**DOCUMENT:**
I couldn't possibly make this sh*t up.

I’m Pokemon GONE. And the secrets of a PokeMom.


Yes I downloaded the app. Yes I played Pokemon Go here and there for a few weeks. Yes I was freakishly good at it and got to level 15, though I haven’t taken over a gym yet. 

I downloaded the game originally for Jack, plus I wanted to see what all the hype was about. It seemed fun. People at work played as they walked around the building. Jack played a little on my phone but then went away to camp for two weeks, and away with his friend for another week, and now he’s in Arizona with his dad! Sheesh, the little app was all alone with no one to play with. I decided to check it out one day when Jack was gone. It was oddly satisfying to capture Pokemon one by one and use the camera function to show my neighbors that a rare Pokemon had landed in their front yard! I loved the Pokestops and spinning the wheel, and the bubble pop sound as you collected treasures and the much needed Pokeballs. It spoke to my sense of order and my enjoyment of collecting things. Plus, I walk a LOT and that’s just conducive to hatching a lot of eggs. Don’t judge!

me: Jack I powered up a few Pokemon while you were away. Did you put the app on your iPod?

**SUPPLIED MATERIAL:**
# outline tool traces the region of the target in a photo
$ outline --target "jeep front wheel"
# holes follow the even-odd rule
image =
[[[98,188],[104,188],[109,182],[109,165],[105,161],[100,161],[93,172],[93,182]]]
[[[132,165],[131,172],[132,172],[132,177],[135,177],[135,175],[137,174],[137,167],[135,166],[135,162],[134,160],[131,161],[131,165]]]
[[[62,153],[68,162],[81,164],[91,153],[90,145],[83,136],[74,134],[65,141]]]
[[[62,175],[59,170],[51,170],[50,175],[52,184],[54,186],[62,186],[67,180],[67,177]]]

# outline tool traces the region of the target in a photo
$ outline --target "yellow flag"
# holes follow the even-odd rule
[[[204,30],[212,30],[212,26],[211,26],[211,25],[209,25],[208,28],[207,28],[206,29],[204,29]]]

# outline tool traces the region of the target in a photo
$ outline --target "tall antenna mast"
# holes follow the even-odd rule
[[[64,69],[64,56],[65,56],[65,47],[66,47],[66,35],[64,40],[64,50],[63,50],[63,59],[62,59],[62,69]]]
--
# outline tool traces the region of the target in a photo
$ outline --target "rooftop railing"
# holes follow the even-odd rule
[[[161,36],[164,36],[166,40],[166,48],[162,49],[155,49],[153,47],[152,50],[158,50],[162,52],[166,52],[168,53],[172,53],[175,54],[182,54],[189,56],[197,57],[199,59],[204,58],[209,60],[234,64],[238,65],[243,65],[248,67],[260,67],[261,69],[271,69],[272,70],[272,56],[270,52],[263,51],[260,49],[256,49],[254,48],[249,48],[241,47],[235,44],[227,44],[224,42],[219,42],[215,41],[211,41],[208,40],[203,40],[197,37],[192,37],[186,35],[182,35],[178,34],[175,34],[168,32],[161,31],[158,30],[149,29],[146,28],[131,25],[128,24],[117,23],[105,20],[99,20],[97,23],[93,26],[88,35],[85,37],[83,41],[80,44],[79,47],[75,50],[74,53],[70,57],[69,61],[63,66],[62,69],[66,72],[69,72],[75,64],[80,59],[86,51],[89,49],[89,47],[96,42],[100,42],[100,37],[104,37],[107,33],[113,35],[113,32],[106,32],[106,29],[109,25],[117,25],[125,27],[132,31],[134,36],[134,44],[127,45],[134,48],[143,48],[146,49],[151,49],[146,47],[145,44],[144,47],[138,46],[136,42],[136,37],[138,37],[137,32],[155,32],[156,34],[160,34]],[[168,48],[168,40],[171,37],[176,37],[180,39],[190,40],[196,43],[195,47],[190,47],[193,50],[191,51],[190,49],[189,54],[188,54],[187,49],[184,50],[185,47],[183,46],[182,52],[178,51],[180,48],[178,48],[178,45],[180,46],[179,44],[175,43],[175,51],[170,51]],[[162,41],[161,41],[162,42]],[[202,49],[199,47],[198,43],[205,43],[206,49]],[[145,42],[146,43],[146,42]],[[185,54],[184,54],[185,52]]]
* * *
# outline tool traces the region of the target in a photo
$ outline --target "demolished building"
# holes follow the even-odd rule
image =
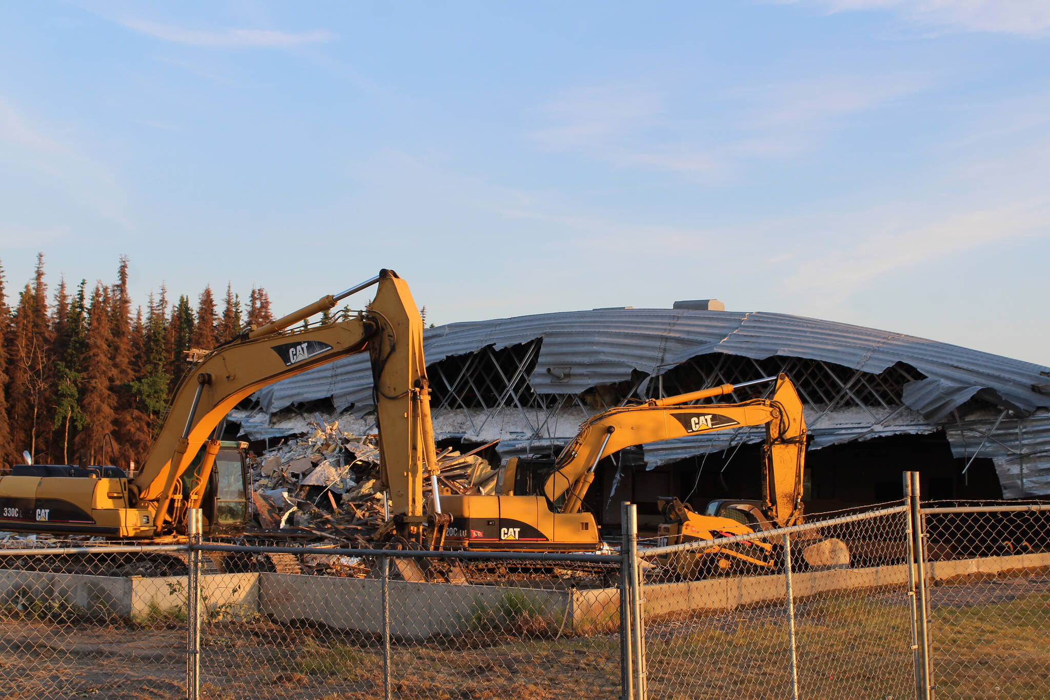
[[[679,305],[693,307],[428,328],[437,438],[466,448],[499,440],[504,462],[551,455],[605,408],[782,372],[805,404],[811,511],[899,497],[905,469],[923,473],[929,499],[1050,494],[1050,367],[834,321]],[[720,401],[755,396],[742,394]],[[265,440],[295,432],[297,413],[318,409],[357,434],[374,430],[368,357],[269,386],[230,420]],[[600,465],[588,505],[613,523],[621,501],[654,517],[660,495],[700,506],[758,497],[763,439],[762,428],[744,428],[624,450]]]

**WHAT THE TASK REQUIRES:**
Copy the Pokemon Go blog post above word for word, from its opening line through its final line.

**EXERCISE SOLUTION:**
I couldn't possibly make this sh*t up.

I’m Pokemon GONE. And the secrets of a PokeMom.


Yes I downloaded the app. Yes I played Pokemon Go here and there for a few weeks. Yes I was freakishly good at it and got to level 15, though I haven’t taken over a gym yet. 

I downloaded the game originally for Jack, plus I wanted to see what all the hype was about. It seemed fun. People at work played as they walked around the building. Jack played a little on my phone but then went away to camp for two weeks, and away with his friend for another week, and now he’s in Arizona with his dad! Sheesh, the little app was all alone with no one to play with. I decided to check it out one day when Jack was gone. It was oddly satisfying to capture Pokemon one by one and use the camera function to show my neighbors that a rare Pokemon had landed in their front yard! I loved the Pokestops and spinning the wheel, and the bubble pop sound as you collected treasures and the much needed Pokeballs. It spoke to my sense of order and my enjoyment of collecting things. Plus, I walk a LOT and that’s just conducive to hatching a lot of eggs. Don’t judge!

me: Jack I powered up a few Pokemon while you were away. Did you put the app on your iPod?